• Objective 1: Count the lines in the listing below that contain the string "text", with case counting, and give only that number.

• Source passage:
•••

NASIR: Okay. Well, what if it’s two years and a non-compete for the entire state of Texas?
LEIZA: The geographic area has to be tied to the area where the person is working. For example, it’s very common for sales people to have non-compete agreements. It can only cover the areas that’s assigned to them in which they actually worked. If they were assigned the whole state of Texas and they travel in Texas and they have clients all over the state, then the geographic area would probably be reasonable. As an alternative, a lot of companies, instead of doing a geographic area, what is reasonable depends on how you look at it. They will do a non-solicitation clause. They’ll say, “You know, you can’t solicit certain clients,” and not mention geographic area at all.
NASIR: I’ll mention to our California clients and listeners that a non-solicitation clause is basically the same thing as far as California’s concerned that it’s still a restricted clause that is prohibited, basically. We’re basically trying to convince all the California employers to move to Texas.
LEIZA: Well, you know, we had an influx of a lot of businesses that are moving here from California. I think Toyota just made a big move, I think. There are a few other companies that are moving here. It’s a huge change for the employees that are coming from the states where non-competes are not enforceable and they move to Texas and all of a sudden they’re being asked to sign a non-compete.
MATT: So, Leiza, let me ask you this question, and I feel bad for putting you on the spot but just kind of your take. Let’s say this same example – leaves the company, starts this competing gym, the same couple of miles away or however it was, but he wouldn’t have used the company resources while he was working the hours he was working at Life Time Fitness. Let’s say he still kind of uses his know-how of the business, maybe even stuff that could be considered trade secrets, but he didn’t do it all on company time using company resources. Do you think they still would have been able to get that injunction at that point then?
LEIZA: They would have a much harder case. I mean, it would be a lot harder for them to get the injunction against them because at that point you end up arguing in court about what general knowledge of the industry, general knowledge of the business versus the trade secrets. They would have to establish that somehow he had access to trade secrets, that somehow he’s using it at his new business. I mean, all these things that here were basically handed on a plate to them. They just went into his email account and saw that he emailed himself financial performance documents.

•••

• Dataset excerpts:
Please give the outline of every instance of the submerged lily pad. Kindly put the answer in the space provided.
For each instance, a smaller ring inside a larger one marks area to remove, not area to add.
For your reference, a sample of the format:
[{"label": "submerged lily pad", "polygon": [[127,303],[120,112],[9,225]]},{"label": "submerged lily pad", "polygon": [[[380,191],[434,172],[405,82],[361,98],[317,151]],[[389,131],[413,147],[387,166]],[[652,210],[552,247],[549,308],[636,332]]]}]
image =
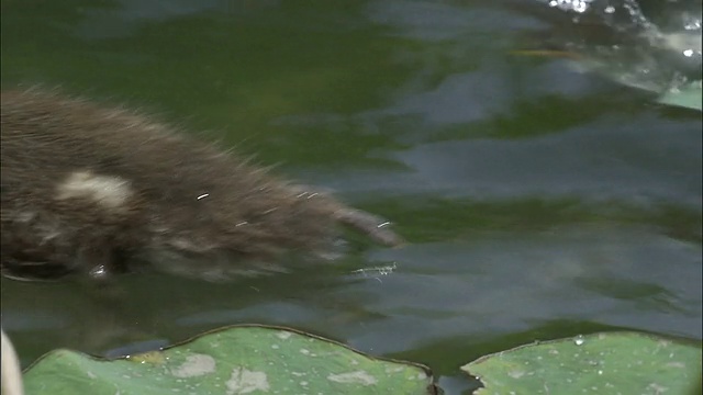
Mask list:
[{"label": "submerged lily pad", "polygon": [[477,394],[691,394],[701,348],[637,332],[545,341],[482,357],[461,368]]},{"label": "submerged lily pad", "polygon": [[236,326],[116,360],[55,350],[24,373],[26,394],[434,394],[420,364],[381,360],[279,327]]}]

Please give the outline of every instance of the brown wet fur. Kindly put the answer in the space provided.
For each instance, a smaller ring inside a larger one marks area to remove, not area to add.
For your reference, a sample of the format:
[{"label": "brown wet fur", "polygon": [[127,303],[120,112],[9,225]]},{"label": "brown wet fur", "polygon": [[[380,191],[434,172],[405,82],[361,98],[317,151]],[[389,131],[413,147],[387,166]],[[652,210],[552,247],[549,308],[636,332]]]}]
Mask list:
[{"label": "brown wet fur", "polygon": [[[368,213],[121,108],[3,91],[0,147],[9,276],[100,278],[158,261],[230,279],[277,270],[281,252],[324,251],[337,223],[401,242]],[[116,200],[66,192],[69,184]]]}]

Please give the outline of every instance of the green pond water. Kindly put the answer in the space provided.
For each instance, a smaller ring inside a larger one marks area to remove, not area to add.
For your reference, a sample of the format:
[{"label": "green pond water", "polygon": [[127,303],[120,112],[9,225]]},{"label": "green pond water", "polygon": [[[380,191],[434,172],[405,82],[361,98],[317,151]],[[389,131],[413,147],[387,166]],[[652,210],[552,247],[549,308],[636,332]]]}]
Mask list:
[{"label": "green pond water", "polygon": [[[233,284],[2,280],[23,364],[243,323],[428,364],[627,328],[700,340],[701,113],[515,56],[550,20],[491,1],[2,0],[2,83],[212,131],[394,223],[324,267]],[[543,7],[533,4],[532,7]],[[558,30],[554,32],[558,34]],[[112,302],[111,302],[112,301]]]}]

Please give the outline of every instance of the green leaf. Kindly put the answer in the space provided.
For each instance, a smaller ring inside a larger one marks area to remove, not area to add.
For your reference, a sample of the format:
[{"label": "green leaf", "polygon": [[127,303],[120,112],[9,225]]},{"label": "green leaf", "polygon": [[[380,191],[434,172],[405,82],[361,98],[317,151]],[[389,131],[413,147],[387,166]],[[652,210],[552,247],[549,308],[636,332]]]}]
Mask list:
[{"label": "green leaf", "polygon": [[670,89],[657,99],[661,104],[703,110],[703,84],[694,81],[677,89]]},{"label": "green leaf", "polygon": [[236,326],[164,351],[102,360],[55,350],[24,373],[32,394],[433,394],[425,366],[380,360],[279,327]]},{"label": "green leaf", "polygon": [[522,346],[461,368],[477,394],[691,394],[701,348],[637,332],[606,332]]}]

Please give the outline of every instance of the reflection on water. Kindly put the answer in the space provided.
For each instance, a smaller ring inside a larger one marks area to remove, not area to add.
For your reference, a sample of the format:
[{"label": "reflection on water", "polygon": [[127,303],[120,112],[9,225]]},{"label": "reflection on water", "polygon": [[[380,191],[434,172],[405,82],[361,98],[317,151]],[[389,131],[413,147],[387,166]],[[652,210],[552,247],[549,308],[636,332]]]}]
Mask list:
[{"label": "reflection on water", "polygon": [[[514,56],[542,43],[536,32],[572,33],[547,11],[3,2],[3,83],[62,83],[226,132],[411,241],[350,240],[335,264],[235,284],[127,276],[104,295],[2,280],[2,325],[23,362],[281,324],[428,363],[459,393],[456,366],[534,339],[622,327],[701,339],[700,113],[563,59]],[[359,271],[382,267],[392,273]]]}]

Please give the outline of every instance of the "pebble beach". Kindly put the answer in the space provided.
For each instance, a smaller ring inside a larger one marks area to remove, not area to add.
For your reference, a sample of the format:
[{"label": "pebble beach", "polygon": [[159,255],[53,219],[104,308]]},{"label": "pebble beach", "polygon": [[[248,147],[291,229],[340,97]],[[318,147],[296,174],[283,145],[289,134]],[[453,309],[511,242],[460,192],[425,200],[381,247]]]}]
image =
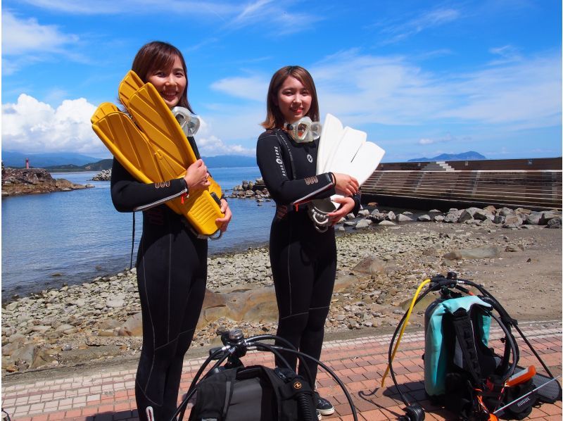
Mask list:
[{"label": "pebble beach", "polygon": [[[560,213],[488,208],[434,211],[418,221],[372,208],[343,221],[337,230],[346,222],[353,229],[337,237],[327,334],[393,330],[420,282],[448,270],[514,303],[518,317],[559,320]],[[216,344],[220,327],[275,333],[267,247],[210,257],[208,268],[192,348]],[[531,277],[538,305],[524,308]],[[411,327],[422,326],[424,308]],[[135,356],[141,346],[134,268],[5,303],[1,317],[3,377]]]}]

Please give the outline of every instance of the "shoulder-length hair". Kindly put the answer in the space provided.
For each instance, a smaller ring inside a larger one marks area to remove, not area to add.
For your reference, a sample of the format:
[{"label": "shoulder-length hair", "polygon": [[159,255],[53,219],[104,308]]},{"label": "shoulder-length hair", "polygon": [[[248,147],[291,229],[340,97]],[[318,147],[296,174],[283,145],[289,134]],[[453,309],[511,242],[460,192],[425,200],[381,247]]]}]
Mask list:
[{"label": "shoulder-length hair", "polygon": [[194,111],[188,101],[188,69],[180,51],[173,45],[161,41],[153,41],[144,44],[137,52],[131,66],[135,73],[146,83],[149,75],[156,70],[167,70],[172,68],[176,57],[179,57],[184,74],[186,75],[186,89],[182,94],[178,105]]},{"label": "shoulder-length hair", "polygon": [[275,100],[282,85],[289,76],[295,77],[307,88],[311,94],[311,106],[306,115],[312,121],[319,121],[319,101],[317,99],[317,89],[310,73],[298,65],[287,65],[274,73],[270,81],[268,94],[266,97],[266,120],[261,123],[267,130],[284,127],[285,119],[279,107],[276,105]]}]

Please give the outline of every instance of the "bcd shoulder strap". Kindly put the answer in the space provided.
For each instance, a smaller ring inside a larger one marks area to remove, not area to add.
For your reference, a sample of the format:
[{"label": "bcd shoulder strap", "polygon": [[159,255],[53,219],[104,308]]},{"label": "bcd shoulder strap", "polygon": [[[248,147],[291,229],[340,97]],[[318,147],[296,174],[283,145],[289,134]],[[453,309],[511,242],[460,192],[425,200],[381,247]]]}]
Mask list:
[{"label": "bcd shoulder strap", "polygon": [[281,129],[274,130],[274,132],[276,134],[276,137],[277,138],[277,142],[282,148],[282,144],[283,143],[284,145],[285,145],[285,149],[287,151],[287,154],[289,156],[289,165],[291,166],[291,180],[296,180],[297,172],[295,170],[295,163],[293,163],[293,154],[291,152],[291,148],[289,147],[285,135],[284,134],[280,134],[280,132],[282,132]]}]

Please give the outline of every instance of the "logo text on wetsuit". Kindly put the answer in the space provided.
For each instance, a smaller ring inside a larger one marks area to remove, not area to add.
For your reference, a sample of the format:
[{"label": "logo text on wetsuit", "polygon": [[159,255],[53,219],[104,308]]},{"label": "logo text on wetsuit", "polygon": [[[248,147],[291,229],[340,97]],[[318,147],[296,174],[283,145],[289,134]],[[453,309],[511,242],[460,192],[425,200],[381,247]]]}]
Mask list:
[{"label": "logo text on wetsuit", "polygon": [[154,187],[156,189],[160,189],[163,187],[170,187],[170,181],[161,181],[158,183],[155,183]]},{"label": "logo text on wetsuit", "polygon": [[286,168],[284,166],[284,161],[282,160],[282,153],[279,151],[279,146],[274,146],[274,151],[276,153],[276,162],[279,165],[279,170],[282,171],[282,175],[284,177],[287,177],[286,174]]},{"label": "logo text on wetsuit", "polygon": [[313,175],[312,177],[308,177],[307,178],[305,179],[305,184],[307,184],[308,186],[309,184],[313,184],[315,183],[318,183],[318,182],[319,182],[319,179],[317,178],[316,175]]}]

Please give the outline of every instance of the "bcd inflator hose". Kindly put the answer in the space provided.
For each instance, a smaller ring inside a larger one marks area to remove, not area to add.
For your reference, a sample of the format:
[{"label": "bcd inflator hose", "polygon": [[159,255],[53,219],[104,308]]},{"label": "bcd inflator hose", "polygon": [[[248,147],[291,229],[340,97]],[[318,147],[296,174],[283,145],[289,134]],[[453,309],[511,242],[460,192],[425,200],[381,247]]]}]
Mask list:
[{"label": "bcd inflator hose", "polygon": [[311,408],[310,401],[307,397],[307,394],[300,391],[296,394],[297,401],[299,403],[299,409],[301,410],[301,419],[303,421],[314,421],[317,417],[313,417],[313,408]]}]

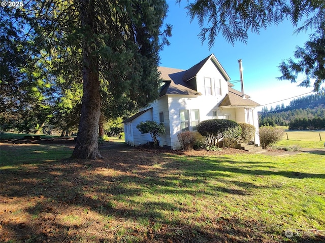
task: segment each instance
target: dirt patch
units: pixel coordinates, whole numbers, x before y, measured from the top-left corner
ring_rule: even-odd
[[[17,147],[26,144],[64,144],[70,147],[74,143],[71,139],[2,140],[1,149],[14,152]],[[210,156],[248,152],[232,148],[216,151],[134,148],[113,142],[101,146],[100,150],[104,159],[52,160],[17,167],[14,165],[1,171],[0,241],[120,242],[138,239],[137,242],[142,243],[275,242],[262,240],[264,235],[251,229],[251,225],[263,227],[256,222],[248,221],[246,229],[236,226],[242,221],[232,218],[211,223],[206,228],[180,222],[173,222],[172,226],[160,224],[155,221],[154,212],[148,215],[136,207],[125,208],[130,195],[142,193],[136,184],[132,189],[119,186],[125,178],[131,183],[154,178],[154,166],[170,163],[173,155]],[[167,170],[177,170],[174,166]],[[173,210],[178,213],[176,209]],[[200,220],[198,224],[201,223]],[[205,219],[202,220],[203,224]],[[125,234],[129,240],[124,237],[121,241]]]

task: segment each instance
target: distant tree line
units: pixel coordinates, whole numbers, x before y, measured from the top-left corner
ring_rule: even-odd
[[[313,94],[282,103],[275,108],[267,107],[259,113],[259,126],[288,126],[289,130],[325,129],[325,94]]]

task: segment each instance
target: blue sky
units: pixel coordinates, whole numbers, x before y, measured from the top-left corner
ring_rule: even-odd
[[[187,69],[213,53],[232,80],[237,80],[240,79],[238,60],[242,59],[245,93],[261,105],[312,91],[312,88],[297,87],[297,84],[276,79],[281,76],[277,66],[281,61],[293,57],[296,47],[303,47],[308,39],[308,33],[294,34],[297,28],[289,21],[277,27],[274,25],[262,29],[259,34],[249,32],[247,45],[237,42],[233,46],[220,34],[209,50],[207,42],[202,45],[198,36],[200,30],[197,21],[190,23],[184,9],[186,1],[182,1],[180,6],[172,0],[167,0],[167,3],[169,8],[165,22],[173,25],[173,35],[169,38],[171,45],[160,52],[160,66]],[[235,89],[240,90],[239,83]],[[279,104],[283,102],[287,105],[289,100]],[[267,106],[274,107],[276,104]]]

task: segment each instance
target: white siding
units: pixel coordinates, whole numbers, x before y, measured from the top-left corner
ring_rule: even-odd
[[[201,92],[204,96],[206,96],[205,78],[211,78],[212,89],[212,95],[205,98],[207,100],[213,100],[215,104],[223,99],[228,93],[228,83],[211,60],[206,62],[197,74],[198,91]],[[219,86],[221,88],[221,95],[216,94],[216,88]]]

•••

• Objective 2: In the non-compete transcript above, what clause do many companies use instead of a geographic area?

• Worked solution 1: 3

• Worked solution 2: A non-solicitation clause, which says the person can't solicit certain clients and doesn't mention geographic area at all.